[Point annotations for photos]
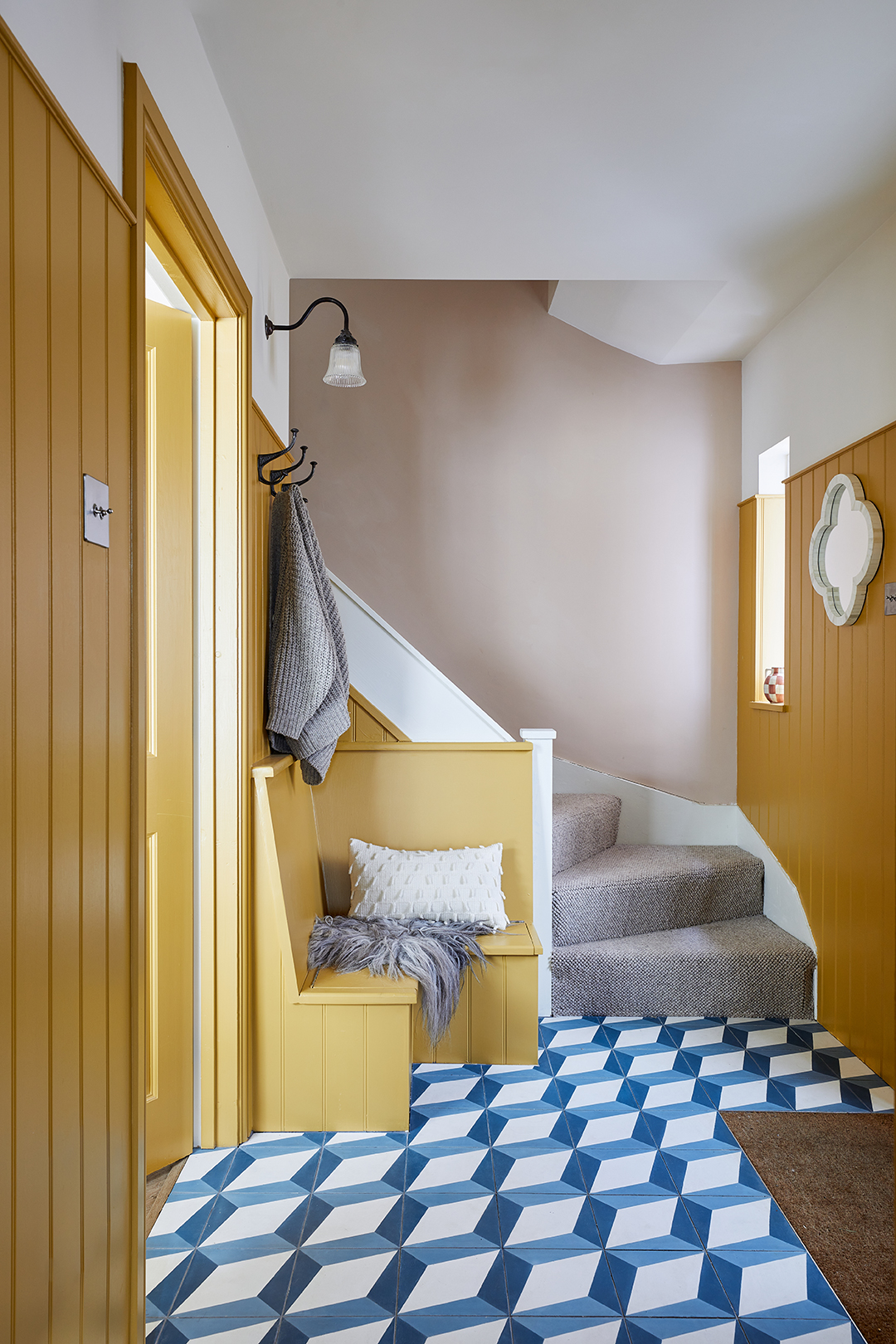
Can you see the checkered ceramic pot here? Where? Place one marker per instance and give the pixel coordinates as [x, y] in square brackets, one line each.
[774, 686]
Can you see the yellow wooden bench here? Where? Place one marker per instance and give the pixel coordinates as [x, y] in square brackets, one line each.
[334, 1051]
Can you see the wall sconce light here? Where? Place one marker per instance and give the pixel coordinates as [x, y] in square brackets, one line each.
[344, 370]
[344, 357]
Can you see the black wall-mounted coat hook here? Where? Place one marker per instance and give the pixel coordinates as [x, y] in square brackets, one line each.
[278, 476]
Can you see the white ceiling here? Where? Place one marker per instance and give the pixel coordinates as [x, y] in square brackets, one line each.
[687, 169]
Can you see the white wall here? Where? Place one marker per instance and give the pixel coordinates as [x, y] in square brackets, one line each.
[394, 676]
[80, 47]
[826, 374]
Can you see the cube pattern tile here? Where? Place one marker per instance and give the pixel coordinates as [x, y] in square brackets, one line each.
[597, 1198]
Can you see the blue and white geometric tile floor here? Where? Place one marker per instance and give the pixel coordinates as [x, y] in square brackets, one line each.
[596, 1199]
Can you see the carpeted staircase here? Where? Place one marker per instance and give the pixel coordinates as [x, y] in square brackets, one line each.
[664, 929]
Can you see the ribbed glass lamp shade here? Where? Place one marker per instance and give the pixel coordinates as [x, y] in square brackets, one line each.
[344, 364]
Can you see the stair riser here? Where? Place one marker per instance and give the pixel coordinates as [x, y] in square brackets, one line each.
[694, 986]
[650, 905]
[583, 824]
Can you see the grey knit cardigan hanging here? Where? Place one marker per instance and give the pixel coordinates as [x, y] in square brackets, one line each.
[306, 665]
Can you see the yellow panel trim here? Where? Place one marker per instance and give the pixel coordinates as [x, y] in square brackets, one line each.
[434, 746]
[375, 714]
[269, 767]
[356, 986]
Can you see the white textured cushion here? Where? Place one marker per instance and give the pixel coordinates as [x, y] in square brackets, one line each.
[446, 884]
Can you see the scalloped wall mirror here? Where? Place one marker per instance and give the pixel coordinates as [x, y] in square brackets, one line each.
[845, 548]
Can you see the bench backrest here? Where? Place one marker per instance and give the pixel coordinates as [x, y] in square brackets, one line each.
[429, 796]
[406, 796]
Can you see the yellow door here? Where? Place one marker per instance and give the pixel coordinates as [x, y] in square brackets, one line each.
[169, 737]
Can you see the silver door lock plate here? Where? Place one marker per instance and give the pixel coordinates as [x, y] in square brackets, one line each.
[95, 511]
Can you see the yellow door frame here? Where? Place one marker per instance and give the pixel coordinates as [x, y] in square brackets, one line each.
[171, 212]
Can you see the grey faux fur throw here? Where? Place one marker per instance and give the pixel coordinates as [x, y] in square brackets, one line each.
[306, 665]
[434, 955]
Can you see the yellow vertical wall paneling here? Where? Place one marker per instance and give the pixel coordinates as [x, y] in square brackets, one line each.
[69, 1214]
[818, 782]
[368, 723]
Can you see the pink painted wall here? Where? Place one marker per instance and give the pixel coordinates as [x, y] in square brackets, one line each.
[547, 519]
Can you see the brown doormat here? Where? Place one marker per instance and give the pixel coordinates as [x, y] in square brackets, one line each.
[158, 1187]
[832, 1174]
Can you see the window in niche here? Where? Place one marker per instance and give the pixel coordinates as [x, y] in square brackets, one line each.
[774, 466]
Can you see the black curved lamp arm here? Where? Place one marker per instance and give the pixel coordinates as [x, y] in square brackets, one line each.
[275, 327]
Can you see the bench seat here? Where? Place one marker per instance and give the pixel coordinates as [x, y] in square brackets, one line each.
[334, 1051]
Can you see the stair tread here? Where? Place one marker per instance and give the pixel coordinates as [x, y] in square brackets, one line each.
[635, 862]
[640, 889]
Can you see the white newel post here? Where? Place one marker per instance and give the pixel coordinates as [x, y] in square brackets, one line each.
[542, 743]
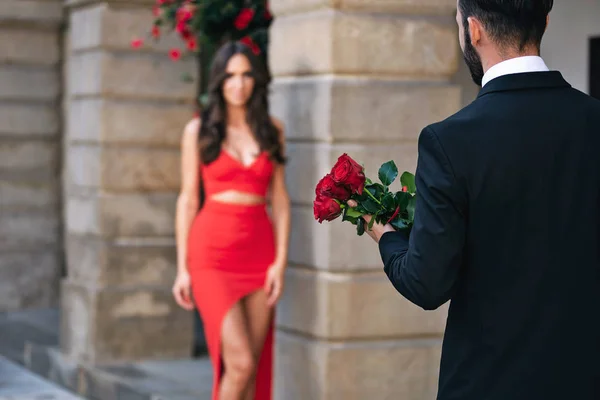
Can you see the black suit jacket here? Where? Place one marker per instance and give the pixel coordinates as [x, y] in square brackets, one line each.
[507, 227]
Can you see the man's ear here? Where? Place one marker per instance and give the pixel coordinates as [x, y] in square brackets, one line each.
[475, 30]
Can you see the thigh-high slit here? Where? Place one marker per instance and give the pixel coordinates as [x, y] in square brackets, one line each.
[230, 247]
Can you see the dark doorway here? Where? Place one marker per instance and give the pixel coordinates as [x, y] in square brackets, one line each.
[595, 67]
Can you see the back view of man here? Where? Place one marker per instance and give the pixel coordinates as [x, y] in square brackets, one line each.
[507, 222]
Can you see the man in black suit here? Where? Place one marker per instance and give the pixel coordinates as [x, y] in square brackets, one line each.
[507, 223]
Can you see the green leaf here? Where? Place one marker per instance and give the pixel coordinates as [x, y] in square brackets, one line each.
[399, 224]
[351, 215]
[389, 202]
[370, 206]
[411, 208]
[353, 212]
[407, 179]
[376, 189]
[388, 173]
[371, 222]
[360, 228]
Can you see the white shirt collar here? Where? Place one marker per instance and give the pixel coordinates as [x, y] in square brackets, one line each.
[515, 66]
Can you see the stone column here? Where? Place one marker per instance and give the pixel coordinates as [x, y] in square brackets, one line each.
[30, 240]
[125, 110]
[362, 77]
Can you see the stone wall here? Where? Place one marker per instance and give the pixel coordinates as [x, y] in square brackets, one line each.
[125, 111]
[30, 136]
[362, 77]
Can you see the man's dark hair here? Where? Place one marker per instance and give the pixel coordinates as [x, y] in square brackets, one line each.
[510, 23]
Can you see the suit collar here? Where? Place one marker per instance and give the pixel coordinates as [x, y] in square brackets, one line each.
[523, 81]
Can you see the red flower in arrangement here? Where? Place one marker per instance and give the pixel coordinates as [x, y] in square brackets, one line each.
[328, 187]
[247, 40]
[137, 43]
[348, 172]
[192, 44]
[243, 19]
[184, 14]
[326, 209]
[175, 54]
[347, 181]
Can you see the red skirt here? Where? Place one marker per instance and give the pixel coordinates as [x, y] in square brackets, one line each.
[230, 247]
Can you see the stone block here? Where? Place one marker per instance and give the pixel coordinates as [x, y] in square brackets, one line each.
[42, 12]
[105, 26]
[29, 84]
[127, 123]
[333, 42]
[26, 46]
[19, 195]
[121, 215]
[423, 7]
[29, 279]
[121, 263]
[28, 155]
[123, 168]
[29, 119]
[106, 325]
[343, 306]
[77, 322]
[130, 75]
[31, 230]
[333, 108]
[387, 370]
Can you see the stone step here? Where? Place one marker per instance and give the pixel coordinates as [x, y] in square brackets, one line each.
[143, 380]
[17, 328]
[17, 383]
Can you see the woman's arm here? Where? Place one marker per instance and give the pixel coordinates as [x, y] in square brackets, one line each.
[187, 207]
[280, 205]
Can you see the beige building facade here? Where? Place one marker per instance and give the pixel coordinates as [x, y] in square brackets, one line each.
[89, 153]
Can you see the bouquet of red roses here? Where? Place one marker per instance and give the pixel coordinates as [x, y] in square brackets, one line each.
[347, 181]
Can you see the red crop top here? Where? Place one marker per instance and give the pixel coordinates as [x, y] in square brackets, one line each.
[227, 173]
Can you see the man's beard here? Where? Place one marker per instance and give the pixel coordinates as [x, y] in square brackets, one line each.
[473, 60]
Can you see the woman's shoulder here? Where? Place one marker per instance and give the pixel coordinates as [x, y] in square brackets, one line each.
[193, 125]
[190, 133]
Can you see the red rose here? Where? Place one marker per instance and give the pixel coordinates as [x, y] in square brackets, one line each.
[191, 44]
[175, 54]
[348, 172]
[184, 14]
[326, 209]
[247, 40]
[243, 19]
[327, 187]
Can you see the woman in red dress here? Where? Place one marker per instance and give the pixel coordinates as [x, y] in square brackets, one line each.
[232, 253]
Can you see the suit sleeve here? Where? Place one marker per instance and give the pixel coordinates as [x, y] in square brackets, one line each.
[424, 268]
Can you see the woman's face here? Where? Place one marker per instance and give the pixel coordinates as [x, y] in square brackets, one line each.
[239, 83]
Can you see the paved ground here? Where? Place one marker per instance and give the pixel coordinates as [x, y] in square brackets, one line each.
[17, 383]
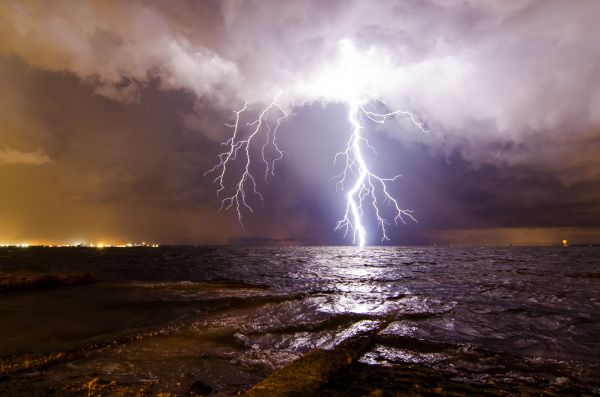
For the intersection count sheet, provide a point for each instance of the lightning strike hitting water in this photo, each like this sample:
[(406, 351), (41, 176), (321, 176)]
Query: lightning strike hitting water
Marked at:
[(368, 186), (344, 81)]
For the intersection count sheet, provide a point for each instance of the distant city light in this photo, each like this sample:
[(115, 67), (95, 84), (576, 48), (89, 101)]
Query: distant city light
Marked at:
[(99, 245)]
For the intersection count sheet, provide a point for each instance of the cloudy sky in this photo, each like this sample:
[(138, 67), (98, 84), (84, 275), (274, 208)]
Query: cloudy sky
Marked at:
[(111, 112)]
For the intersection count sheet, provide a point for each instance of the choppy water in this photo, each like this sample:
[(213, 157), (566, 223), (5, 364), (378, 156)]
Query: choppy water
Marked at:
[(165, 317)]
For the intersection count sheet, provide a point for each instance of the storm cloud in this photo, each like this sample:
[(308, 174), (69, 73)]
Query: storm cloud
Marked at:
[(122, 104)]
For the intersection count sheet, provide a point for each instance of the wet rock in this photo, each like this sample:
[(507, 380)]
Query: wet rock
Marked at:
[(199, 388)]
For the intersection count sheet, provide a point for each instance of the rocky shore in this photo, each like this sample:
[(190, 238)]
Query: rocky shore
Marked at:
[(20, 282)]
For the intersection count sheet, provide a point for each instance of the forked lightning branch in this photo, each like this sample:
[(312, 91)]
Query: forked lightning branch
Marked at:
[(256, 141)]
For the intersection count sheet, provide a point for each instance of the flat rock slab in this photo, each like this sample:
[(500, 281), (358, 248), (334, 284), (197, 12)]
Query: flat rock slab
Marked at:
[(22, 282)]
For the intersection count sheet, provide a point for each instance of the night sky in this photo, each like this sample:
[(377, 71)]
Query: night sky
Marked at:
[(111, 112)]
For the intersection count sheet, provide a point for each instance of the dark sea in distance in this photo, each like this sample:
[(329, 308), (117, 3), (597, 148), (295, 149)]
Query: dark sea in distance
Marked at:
[(166, 317)]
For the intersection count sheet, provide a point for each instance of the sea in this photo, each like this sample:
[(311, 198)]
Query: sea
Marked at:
[(161, 319)]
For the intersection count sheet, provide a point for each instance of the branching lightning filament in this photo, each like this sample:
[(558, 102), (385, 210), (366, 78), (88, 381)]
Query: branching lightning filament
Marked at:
[(267, 125), (368, 187)]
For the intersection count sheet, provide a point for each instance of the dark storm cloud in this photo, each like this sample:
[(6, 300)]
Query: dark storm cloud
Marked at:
[(110, 111)]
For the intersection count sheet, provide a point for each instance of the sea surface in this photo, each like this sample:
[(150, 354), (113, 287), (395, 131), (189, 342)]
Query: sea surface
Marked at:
[(163, 318)]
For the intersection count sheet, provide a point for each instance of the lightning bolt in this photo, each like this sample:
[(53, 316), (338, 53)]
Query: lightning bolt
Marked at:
[(346, 80), (239, 146), (368, 185)]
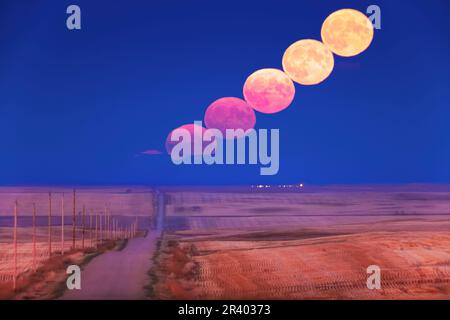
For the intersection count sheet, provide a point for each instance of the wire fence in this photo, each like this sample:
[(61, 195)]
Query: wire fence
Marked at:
[(27, 242)]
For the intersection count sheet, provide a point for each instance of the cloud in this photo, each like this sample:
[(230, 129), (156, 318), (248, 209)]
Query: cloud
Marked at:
[(151, 152)]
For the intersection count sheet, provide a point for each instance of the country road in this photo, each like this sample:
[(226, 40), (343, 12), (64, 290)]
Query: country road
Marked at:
[(121, 274)]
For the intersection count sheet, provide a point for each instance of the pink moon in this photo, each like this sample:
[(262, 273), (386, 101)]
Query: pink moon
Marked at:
[(269, 90), (189, 127), (230, 113)]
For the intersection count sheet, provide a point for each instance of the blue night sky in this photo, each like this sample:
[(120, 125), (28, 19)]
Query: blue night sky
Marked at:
[(77, 107)]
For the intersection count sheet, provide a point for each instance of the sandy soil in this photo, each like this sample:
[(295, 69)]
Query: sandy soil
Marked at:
[(118, 274), (414, 265), (306, 245)]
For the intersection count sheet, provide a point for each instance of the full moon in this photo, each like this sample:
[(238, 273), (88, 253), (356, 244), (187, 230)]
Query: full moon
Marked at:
[(230, 113), (347, 32), (308, 62), (269, 90)]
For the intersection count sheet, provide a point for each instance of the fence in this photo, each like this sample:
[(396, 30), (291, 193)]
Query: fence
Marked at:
[(29, 246)]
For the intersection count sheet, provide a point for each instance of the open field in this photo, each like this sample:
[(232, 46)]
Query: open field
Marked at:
[(306, 245)]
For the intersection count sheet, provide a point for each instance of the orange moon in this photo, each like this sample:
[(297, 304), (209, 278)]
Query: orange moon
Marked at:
[(308, 62), (347, 32), (269, 90)]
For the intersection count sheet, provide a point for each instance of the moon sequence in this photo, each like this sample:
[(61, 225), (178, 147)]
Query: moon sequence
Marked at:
[(194, 144)]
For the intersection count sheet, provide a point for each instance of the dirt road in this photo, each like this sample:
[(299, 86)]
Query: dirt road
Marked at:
[(121, 274)]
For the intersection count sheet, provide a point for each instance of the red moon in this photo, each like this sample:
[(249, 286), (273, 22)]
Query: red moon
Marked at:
[(269, 90), (229, 113)]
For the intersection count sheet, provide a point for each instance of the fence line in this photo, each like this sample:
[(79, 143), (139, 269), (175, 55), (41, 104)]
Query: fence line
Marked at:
[(94, 233)]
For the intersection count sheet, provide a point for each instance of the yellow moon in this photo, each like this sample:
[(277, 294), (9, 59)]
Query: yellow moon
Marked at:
[(347, 32), (308, 62)]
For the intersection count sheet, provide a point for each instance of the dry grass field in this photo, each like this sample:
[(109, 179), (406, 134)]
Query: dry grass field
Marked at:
[(316, 245), (124, 205)]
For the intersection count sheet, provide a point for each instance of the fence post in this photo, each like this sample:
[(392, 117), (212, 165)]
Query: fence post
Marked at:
[(62, 224), (96, 230), (74, 219), (34, 236), (90, 230), (83, 227), (49, 224), (15, 245)]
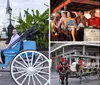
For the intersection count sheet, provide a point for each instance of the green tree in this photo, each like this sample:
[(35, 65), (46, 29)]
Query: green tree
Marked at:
[(35, 18)]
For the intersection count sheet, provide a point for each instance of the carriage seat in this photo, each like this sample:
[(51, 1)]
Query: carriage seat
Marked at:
[(12, 51)]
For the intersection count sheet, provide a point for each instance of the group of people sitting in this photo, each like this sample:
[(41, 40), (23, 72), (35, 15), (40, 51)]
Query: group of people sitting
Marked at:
[(72, 23), (63, 69)]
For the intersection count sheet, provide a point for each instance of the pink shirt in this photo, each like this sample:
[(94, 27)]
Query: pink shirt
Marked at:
[(13, 38)]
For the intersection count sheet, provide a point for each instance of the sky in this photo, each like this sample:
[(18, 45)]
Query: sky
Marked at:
[(21, 5)]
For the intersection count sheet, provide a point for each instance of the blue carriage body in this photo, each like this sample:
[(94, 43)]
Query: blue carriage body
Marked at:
[(10, 53)]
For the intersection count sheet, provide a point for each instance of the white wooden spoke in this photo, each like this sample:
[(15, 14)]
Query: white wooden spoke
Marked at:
[(21, 76), (33, 80), (36, 60), (42, 77), (29, 80), (19, 68), (41, 63), (24, 79), (24, 61), (19, 72), (20, 64), (42, 68), (32, 58), (44, 72), (29, 69), (38, 80), (27, 58)]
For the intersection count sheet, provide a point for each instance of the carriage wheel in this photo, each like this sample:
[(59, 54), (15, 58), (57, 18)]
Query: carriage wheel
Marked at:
[(98, 74), (32, 68)]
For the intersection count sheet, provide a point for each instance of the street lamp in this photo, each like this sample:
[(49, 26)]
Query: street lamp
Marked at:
[(10, 27)]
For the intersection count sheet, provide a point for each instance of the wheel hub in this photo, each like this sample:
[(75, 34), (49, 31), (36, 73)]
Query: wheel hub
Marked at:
[(31, 70)]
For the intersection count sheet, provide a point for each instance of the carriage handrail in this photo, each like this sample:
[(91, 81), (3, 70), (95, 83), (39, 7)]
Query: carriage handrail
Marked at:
[(31, 32)]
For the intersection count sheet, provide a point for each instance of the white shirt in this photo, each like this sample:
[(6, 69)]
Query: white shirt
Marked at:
[(13, 38)]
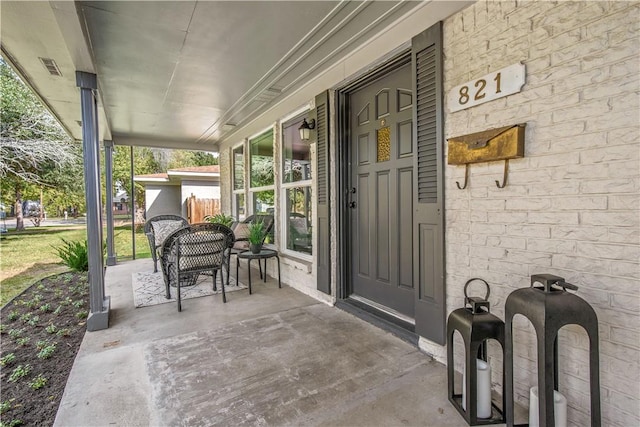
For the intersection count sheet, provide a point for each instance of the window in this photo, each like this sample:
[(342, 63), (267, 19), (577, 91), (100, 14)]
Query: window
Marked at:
[(296, 185), (261, 178), (239, 208), (261, 149)]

- _EXERCISE DIRECTIONS_
The lines from the one holding "the carriage wheel" through the end of the material above are to be echoed exactly, both ends included. Do not include pictures.

- _EXERCISE RESULT_
For the intersection count sheet, provide a point for each instance of the carriage wheel in this photo, each like this sample:
[(59, 54), (15, 58), (57, 18)]
Query: carriage wheel
Marked at:
[(98, 74), (32, 68)]
For the intersection count sheet, provide a point for each instance of the street lamp in this photo, each like this sample:
[(49, 26)]
Query: street lamp
Marked at:
[(10, 27)]
For the intersection count sheet, provide a point for each instance of the wheel hub in this photo, each like this sample:
[(75, 34), (49, 31), (36, 73)]
Query: wheel hub
Marked at:
[(31, 70)]
For the intersection count sheet, provide a point for each instance of the carriage handrail in this photo, each like this sample:
[(91, 81), (3, 70), (95, 83), (39, 7)]
Query: carriage handrail
Marked at:
[(31, 32)]
For the intersection count sheet, provide a point for each instance of the white shirt in this photo, each like this sample:
[(6, 69)]
Query: white shirt
Marked at:
[(13, 38)]
For the intersection count sheet, provide a point for each instance of the window in this photo, each like this sample:
[(342, 63), (267, 19), (577, 91), (100, 14)]
Query: window
Marked at:
[(296, 185), (261, 178), (239, 208), (261, 149)]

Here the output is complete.